本文
══════

「独りの珈琲」-増田れい子-

私はたいていの場合、お昼ご飯は会社でお弁当を食べているのだけれど、一週間に何回かは外に食べに行っています。何カ月前は同じ課の人と5、6人で食べに行っていてなかなかお店に入れなくてさまよったりしていたのですが、1人辞め、2人辞め、新しい人が加わったりまた辞めたりして、9月には2人になってしまい10月からは1人になってしまいました。
一人だとどうしても「サンドウィッチでいいや」みたいなことになりがちで、サンドウィッチを片手に本を読んだり、一度定食屋でご飯を食べたあとコーヒーを飲みに行って本を読んで時間をつぶしていたりしています。食べるのが早いので定食屋などに入ると、食べ終わっても12時20分ぐらいだったりするのです。だからどうしても時間を持てあましてしまうんですよ。毎回本屋に行くってわけにもいかないしね。いやもっとゆっくり食べるようにすればいいんですけどね。

══════

提示データ
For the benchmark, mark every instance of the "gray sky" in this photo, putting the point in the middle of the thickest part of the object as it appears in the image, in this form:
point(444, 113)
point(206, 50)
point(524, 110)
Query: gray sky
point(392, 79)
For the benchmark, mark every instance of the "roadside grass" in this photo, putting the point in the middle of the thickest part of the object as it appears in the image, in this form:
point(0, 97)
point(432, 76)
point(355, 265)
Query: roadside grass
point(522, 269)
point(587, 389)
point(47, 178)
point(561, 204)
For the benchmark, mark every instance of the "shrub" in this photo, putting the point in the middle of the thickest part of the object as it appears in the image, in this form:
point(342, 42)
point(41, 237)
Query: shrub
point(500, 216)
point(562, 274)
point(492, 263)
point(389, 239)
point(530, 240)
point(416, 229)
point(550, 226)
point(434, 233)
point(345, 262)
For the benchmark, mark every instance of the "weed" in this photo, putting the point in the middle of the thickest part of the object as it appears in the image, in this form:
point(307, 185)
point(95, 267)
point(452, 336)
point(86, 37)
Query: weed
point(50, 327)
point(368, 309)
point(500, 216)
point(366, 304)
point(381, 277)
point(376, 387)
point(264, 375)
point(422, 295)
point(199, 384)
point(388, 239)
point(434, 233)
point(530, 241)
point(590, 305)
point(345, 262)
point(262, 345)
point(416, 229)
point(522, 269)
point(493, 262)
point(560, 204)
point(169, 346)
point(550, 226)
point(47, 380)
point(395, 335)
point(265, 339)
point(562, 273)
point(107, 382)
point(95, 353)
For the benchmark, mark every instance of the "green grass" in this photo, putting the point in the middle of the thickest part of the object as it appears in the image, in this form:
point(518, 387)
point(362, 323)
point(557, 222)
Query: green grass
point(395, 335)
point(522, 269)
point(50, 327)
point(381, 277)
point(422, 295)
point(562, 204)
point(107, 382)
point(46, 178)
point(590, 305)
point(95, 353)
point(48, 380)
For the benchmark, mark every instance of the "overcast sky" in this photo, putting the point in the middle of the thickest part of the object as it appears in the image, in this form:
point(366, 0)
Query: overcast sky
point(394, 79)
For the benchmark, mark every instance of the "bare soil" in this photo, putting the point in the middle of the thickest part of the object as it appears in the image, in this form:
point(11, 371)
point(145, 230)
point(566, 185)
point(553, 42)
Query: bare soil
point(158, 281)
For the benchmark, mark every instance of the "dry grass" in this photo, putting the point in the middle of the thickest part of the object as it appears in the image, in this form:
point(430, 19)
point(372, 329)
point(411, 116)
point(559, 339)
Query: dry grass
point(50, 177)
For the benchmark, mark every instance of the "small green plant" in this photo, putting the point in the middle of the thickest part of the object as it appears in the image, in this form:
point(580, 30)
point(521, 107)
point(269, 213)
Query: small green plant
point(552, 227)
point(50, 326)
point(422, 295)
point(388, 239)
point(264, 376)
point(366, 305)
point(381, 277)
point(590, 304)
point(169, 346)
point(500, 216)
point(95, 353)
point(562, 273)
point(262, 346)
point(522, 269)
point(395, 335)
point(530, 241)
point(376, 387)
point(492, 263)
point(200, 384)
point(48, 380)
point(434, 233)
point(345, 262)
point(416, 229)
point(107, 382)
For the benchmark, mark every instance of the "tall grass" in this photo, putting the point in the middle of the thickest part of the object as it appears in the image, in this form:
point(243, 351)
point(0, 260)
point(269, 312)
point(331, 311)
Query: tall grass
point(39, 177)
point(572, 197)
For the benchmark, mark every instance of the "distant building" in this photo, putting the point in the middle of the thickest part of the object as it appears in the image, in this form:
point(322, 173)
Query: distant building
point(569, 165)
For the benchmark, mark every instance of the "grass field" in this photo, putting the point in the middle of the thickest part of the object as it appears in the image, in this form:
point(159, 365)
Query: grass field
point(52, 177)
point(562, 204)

══════

指示
• A. 本文のうち、「私はたいていの場合、お昼ご飯」を含む語句で始まり「は1人になってしまいました。」で終わる部分を、一字も変えずに引用してもらえますか？
• B. リストの最初の行から「point(561, 204)」を含む行までを、その行も含めて、一字も変えずに書き出してもらえますか？
本文とリストは互いに関係がありません。

解答
• A.
私はたいていの場合、お昼ご飯は会社でお弁当を食べているのだけれど、一週間に何回かは外に食べに行っています。何カ月前は同じ課の人と5、6人で食べに行っていてなかなかお店に入れなくてさまよったりしていたのですが、1人辞め、2人辞め、新しい人が加わったりまた辞めたりして、9月には2人になってしまい10月からは1人になってしまいました。

• B.
For the benchmark, mark every instance of the "gray sky" in this photo, putting the point in the middle of the thickest part of the object as it appears in the image, in this form:
point(444, 113)
point(206, 50)
point(524, 110)
Query: gray sky
point(392, 79)
For the benchmark, mark every instance of the "roadside grass" in this photo, putting the point in the middle of the thickest part of the object as it appears in the image, in this form:
point(0, 97)
point(432, 76)
point(355, 265)
Query: roadside grass
point(522, 269)
point(587, 389)
point(47, 178)
point(561, 204)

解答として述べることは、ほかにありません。